## START Quoted text

Compare to XSI Semaphores

  • The POSIX semaphore interfaces allow for higher-performance implementations
  • The POSIX semaphore interfaces are simpler to use
  • The POSIX semaphores behave more gracefully when removed

Two Flavors

  • unamed it exists in memory only and require that processes have access to the memory to be able to use the semaphores. it can be used only by threads in the same process or threads in different processes that have mapped the same memory extent into their address spaces.

      #include <semaphore.h>
      int sem_init(sem_t *sem, int pshared, unsigned int value);
      int sem_destroy(sem_t *sem);
      int sem_getvalue(sem_t *restrict sem, int *restrict valp);
              Returns: 0 if OK, −1 on error

sem_getvalue Be aware, however, that the value of the semaphore can change by the time that we try to use the value we just read. Unless we use additional synchronization mechanisms to avoid this race, the sem_getvalue function is useful only for debugging.

  • named it is accessed by name and can be used by threads in any processes that know their names.

      #include <semaphore.h>
      sem_t *sem_open(const char *name, int oflag, ... /* mode_t mode, unsigned int value */ );
              Returns: Pointer to semaphore if OK, SEM_FAILED on error
      int sem_close(sem_t *sem)
      int sem_unlink(const char *name);
      int sem_trywait(sem_t *sem);
      int sem_wait(sem_t *sem);
      #include <time.h>
      int sem_timedwait(sem_t *restrict sem,const struct timespec *restrict tsptr);
      int sem_post(sem_t *sem);
              all return: 0 if OK, −1 on error

the performance of Linux POSIX semaphore outperform XSI semaphore,because of POSIX semaphores maps the file into the process address space and performs individual semaphore operations without using system calls.

###Summary After comparing the timing of message queues versus full-duplex pipes, and semaphores versus record locking, we can make the following recommendations: learn pipes and FIFOs, since these two basic techniques can still be used effectively in numerous applications. Avoid using message queues and semaphores in any new applications. Full-duplex pipes and record locking should be considered instead, as they are far simpler. Shared memory still has its use, although the same functionality can be provided through the use of the mmap function (Section 14.8).

## END Quoted text

▸ Requirements:
1. Answer these questions from the semaphore notes above:
(a) What does sem_open return on error?
(b) Unless additional synchronization mechanisms are used, what is sem_getvalue useful for?
(c) According to the summary, which function can provide the same functionality as shared memory?
2. Translate this sentence from the semaphore notes into Spanish: "Avoid using message queues and semaphores in any new applications."

## START Data records

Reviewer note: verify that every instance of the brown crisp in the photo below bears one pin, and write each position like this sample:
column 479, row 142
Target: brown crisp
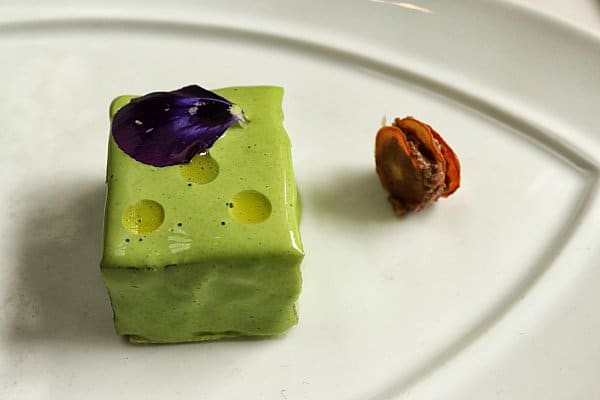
column 415, row 165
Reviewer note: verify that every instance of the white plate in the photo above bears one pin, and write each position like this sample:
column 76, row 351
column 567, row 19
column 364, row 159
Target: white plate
column 490, row 293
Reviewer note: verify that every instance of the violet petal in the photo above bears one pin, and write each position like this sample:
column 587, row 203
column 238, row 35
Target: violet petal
column 169, row 128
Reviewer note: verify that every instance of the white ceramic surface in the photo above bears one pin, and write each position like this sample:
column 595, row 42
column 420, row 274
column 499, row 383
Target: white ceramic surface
column 490, row 294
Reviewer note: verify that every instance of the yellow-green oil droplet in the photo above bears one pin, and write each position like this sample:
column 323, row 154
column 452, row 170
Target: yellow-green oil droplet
column 250, row 207
column 201, row 169
column 143, row 217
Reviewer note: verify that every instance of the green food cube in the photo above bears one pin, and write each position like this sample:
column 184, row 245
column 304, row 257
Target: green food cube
column 209, row 249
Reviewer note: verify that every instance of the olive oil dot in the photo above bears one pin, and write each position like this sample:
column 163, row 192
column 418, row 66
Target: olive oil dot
column 143, row 217
column 251, row 207
column 201, row 169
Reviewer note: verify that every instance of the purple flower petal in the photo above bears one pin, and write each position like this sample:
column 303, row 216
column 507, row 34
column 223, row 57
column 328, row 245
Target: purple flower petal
column 169, row 128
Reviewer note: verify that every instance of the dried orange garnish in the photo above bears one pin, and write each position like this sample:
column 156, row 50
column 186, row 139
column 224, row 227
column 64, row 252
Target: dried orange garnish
column 415, row 165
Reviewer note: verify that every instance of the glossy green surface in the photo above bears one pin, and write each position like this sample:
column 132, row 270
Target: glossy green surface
column 203, row 274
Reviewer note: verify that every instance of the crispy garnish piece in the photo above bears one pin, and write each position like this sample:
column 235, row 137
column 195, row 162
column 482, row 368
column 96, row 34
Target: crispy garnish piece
column 415, row 165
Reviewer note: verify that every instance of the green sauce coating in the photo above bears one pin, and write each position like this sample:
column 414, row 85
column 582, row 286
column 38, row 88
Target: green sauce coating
column 205, row 272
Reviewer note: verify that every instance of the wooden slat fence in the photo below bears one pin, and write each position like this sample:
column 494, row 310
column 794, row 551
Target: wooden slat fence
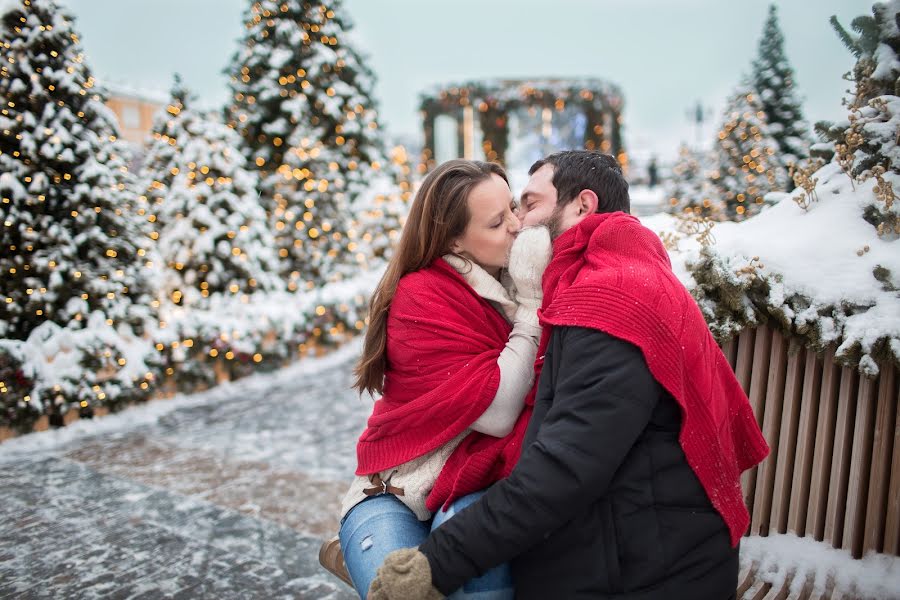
column 834, row 469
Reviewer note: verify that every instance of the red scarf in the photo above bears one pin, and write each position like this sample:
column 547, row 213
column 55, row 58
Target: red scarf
column 612, row 274
column 443, row 341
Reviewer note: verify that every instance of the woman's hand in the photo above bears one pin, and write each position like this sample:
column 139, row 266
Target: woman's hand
column 530, row 254
column 405, row 575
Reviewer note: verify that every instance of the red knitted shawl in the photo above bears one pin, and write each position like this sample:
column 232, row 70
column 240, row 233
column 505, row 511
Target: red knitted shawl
column 443, row 341
column 613, row 274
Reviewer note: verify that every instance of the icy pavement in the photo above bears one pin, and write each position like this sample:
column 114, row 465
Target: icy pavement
column 223, row 494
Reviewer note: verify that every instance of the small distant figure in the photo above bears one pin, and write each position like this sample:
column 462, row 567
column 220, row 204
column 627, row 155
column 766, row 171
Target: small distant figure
column 653, row 173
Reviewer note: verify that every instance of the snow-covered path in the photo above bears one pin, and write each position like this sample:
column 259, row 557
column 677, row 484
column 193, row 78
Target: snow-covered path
column 223, row 494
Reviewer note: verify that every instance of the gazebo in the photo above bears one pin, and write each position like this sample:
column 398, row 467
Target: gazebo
column 492, row 102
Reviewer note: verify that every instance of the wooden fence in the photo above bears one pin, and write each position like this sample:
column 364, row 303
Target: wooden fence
column 834, row 470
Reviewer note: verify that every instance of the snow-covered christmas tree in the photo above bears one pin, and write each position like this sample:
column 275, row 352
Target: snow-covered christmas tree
column 302, row 102
column 866, row 143
column 214, row 238
column 162, row 152
column 70, row 244
column 773, row 81
column 745, row 163
column 380, row 212
column 688, row 190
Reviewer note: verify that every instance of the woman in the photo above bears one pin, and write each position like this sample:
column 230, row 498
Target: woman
column 451, row 350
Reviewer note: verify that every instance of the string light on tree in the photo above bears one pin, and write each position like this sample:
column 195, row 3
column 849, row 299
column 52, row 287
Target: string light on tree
column 745, row 167
column 302, row 102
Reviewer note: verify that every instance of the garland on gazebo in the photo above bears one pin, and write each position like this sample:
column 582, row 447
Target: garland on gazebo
column 495, row 99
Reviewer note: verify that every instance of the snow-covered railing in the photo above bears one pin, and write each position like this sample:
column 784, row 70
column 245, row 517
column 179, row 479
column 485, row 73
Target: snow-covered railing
column 834, row 471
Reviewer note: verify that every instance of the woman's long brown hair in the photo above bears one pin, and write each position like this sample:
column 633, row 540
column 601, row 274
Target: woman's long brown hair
column 439, row 214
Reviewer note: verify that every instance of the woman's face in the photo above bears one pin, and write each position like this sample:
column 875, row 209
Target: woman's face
column 492, row 225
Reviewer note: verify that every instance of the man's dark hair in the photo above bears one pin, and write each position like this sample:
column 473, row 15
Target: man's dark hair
column 576, row 170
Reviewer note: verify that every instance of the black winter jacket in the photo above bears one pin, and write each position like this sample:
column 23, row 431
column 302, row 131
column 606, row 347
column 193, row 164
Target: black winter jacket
column 602, row 503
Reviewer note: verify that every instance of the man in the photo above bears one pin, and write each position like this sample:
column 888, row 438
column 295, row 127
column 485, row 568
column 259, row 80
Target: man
column 628, row 484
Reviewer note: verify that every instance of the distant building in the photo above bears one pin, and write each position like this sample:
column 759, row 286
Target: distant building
column 134, row 110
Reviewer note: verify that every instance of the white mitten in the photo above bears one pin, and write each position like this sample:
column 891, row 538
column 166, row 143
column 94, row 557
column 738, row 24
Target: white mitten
column 529, row 256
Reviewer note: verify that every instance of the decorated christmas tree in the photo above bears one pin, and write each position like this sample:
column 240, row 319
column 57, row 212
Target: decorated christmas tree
column 166, row 142
column 71, row 245
column 745, row 167
column 214, row 238
column 773, row 80
column 688, row 190
column 866, row 143
column 302, row 103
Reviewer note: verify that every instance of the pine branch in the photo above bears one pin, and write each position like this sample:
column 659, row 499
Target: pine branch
column 848, row 40
column 868, row 33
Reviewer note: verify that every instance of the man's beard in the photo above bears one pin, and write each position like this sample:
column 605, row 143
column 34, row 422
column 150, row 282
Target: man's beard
column 554, row 222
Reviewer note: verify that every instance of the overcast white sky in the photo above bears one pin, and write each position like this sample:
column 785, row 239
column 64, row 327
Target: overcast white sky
column 664, row 54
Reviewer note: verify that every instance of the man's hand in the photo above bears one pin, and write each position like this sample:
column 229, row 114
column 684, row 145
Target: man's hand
column 405, row 575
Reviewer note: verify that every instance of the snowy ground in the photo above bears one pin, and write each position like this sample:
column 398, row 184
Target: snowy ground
column 224, row 494
column 228, row 494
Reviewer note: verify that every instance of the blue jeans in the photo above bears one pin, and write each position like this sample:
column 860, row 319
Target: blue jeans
column 381, row 524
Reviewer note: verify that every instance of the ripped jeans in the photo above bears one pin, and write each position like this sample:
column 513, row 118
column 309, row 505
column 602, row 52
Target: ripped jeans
column 381, row 524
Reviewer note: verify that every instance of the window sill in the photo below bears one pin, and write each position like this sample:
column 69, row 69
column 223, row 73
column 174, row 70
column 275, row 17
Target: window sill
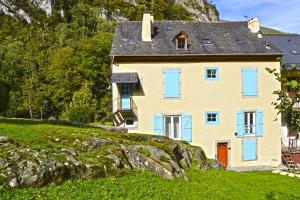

## END Data records

▸ Problem solutions:
1.
(a) SEM_FAILED
(b) Only for debugging
(c) The mmap function

2. Evite usar colas de mensajes y semáforos en cualquier aplicación nueva.